» **YOUR ASSIGNMENT**:
As the answer, give a copy of each line below that includes the word "gray".

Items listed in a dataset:

=== Section Start ===

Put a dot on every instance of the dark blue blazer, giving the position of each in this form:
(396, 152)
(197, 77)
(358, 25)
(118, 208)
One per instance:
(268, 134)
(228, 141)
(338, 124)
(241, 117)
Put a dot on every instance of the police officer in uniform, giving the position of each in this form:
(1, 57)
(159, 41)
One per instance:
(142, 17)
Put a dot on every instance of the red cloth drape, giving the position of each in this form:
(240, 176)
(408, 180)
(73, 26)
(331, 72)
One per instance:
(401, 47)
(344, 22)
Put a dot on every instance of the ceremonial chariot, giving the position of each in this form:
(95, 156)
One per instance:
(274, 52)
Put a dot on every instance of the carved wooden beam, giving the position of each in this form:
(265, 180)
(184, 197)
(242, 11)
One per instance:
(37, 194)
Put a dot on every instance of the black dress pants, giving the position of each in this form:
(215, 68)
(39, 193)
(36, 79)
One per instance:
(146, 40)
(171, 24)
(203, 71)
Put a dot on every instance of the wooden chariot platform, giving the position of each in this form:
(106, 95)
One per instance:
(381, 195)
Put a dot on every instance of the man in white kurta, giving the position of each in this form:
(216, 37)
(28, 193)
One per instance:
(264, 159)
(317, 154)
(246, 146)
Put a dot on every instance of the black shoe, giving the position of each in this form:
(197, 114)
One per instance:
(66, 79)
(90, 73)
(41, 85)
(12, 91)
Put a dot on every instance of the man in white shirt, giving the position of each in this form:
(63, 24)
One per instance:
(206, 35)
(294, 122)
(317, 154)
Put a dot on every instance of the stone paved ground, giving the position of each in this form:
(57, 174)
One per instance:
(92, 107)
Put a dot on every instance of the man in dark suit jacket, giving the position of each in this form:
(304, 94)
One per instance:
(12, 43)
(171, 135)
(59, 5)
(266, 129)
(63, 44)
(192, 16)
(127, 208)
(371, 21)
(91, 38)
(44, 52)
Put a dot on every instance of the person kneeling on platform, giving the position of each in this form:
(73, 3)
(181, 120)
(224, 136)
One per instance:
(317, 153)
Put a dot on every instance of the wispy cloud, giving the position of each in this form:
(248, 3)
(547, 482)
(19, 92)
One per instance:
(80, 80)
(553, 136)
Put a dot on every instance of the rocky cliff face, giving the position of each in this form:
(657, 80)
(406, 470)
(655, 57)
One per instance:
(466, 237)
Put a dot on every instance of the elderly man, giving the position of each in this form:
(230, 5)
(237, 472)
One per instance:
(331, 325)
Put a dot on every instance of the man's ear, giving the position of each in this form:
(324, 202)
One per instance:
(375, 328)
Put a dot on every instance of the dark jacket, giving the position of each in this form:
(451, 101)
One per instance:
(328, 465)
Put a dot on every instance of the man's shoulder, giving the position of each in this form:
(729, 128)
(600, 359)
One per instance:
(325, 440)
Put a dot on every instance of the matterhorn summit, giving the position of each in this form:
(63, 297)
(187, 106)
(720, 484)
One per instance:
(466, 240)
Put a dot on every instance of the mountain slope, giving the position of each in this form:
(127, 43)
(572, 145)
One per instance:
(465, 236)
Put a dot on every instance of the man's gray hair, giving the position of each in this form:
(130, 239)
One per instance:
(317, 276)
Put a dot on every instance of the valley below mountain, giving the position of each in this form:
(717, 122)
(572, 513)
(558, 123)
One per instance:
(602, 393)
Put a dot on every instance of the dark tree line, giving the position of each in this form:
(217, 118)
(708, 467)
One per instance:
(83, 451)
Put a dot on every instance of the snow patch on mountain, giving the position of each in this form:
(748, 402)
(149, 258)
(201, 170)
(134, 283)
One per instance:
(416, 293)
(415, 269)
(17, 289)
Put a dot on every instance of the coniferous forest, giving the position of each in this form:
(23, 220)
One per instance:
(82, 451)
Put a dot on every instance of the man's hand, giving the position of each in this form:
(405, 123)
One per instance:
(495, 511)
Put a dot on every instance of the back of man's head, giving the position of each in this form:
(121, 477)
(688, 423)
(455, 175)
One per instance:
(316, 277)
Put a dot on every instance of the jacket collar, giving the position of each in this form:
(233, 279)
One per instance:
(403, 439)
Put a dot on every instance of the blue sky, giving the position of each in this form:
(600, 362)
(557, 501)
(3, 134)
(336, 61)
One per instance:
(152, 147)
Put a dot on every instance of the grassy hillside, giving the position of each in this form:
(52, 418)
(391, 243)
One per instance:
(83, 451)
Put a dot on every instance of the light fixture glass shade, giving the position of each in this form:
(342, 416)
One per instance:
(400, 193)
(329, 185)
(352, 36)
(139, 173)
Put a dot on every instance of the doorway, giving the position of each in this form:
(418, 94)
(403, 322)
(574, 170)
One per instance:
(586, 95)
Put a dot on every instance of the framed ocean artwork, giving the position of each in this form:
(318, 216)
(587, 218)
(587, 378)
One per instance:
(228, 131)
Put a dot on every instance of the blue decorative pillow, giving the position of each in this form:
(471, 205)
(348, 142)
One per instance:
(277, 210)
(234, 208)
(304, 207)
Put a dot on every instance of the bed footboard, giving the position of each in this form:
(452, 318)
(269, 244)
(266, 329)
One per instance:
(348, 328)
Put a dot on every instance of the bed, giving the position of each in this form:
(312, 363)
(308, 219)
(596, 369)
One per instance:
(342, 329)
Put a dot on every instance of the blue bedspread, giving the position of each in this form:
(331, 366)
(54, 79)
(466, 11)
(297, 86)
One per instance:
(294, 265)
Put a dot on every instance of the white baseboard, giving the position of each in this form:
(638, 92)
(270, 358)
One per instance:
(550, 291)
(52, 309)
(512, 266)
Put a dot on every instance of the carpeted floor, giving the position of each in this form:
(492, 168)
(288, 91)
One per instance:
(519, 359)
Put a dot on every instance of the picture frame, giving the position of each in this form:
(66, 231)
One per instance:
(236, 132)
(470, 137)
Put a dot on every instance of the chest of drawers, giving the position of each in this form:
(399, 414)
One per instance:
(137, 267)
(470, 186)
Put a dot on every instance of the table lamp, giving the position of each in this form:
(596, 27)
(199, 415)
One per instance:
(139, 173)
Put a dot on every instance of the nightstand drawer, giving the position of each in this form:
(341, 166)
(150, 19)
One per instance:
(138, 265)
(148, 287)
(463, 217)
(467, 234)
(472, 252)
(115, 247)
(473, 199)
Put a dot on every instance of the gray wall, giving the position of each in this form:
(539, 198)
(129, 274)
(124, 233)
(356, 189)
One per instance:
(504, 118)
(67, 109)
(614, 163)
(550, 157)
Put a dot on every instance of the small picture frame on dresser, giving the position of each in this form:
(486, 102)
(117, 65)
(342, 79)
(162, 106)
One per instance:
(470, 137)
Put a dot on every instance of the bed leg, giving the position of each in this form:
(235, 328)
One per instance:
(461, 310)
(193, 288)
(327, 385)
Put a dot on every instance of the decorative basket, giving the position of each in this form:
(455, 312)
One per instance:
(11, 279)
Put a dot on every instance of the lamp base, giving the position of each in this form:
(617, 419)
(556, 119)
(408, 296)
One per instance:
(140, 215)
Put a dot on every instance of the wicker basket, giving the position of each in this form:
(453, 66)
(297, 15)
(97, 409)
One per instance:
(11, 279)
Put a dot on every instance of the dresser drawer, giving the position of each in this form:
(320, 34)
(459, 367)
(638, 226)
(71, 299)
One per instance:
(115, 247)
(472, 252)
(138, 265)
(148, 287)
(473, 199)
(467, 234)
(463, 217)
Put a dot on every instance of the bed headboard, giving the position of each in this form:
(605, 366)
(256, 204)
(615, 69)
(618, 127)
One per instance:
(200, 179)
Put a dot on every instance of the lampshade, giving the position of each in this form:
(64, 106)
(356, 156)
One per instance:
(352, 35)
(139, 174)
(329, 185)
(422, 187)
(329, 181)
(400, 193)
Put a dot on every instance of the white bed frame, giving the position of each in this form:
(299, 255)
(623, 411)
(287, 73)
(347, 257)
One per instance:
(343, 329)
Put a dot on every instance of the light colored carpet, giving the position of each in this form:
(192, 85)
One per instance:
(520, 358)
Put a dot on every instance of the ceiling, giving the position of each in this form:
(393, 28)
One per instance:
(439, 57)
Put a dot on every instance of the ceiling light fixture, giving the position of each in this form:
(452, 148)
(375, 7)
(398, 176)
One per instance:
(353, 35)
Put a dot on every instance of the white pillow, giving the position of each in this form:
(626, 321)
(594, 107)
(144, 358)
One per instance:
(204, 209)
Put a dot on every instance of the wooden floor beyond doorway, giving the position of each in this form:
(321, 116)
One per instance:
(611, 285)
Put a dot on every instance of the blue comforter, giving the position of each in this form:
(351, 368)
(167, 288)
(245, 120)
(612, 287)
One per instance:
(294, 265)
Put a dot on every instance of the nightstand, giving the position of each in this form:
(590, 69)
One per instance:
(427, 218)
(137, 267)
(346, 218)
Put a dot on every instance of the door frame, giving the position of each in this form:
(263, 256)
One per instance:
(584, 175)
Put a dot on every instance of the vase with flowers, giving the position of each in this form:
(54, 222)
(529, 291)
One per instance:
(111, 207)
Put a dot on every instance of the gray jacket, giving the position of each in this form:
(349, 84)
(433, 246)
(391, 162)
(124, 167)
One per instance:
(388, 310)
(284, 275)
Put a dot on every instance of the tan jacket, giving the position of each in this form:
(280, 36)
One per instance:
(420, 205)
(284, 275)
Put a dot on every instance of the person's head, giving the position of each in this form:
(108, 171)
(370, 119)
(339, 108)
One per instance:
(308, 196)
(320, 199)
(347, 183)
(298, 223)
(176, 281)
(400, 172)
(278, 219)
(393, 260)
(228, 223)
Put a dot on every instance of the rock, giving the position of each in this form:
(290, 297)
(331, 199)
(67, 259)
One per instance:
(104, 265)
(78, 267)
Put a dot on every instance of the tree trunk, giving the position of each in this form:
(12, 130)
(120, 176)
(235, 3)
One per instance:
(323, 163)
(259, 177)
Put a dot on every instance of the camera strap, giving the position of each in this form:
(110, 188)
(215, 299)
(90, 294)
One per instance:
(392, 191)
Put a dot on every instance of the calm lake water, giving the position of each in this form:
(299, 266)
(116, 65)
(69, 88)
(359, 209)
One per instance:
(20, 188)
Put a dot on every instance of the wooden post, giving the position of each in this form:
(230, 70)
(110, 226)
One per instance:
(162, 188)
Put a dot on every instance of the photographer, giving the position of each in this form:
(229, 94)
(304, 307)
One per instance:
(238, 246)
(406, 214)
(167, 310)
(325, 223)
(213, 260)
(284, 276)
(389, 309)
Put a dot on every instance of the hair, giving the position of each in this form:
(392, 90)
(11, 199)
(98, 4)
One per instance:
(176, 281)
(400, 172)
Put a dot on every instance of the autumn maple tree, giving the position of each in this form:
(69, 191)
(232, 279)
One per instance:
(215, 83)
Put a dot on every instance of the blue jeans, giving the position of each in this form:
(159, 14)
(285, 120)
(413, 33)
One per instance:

=== Section End ===

» **TASK RESPONSE**:
Put a dot on every instance of the man's gray hair, giving the position of each in this form:
Put a dot on every instance of the gray wall, giving the position of each in this form:
Put a dot on every instance of the gray jacket, giving the position of each in this form:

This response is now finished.